### Problem
Transcribe the data that follows. Match it character for character.

### Extracted material
* * *
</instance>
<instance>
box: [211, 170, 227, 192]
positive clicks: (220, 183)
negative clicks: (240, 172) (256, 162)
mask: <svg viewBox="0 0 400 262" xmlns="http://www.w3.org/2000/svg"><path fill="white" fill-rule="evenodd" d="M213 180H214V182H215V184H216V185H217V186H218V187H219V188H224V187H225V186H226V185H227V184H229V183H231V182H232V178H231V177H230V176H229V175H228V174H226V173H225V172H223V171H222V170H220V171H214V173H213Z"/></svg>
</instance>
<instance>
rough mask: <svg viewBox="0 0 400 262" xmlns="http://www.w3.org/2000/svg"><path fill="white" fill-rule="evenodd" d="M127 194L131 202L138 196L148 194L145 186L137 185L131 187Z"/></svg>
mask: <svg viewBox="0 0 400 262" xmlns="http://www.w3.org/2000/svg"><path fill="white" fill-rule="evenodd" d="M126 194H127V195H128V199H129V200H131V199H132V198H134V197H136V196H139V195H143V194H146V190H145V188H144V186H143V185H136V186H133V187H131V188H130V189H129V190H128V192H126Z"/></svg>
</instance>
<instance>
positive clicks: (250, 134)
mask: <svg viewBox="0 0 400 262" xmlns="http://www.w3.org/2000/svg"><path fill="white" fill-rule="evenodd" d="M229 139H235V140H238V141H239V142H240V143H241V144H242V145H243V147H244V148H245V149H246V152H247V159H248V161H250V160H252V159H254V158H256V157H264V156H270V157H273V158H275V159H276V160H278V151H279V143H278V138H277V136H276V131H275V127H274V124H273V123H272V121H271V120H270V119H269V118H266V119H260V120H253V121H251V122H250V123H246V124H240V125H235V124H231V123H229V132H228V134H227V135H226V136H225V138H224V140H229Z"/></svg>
* * *
### Exercise response
</instance>
<instance>
box: [211, 170, 227, 192]
positive clicks: (220, 183)
negative clicks: (240, 172) (256, 162)
mask: <svg viewBox="0 0 400 262" xmlns="http://www.w3.org/2000/svg"><path fill="white" fill-rule="evenodd" d="M213 180H214V182H215V184H216V185H217V186H218V187H219V188H224V187H225V186H226V185H227V184H229V183H231V182H232V178H231V177H230V176H229V175H228V174H226V173H225V172H223V171H222V170H220V171H214V173H213Z"/></svg>
</instance>
<instance>
rough mask: <svg viewBox="0 0 400 262" xmlns="http://www.w3.org/2000/svg"><path fill="white" fill-rule="evenodd" d="M127 194L131 202L138 196L148 194L145 186L137 185L131 187Z"/></svg>
mask: <svg viewBox="0 0 400 262" xmlns="http://www.w3.org/2000/svg"><path fill="white" fill-rule="evenodd" d="M126 194H127V195H128V199H129V200H131V199H132V198H134V197H136V196H139V195H143V194H146V190H145V188H144V186H143V185H136V186H133V187H131V188H130V189H129V190H128V192H126Z"/></svg>
</instance>
<instance>
positive clicks: (250, 134)
mask: <svg viewBox="0 0 400 262" xmlns="http://www.w3.org/2000/svg"><path fill="white" fill-rule="evenodd" d="M229 139H235V140H238V141H239V142H240V143H241V144H242V145H243V147H244V148H245V149H246V152H247V159H248V161H250V160H252V159H254V158H256V157H264V156H270V157H273V158H275V159H276V160H278V151H279V143H278V138H277V136H276V131H275V127H274V124H273V123H272V121H271V120H270V119H269V118H266V119H260V120H253V121H251V122H250V123H246V124H240V125H235V124H231V123H229V132H228V134H227V135H226V136H225V138H224V140H229Z"/></svg>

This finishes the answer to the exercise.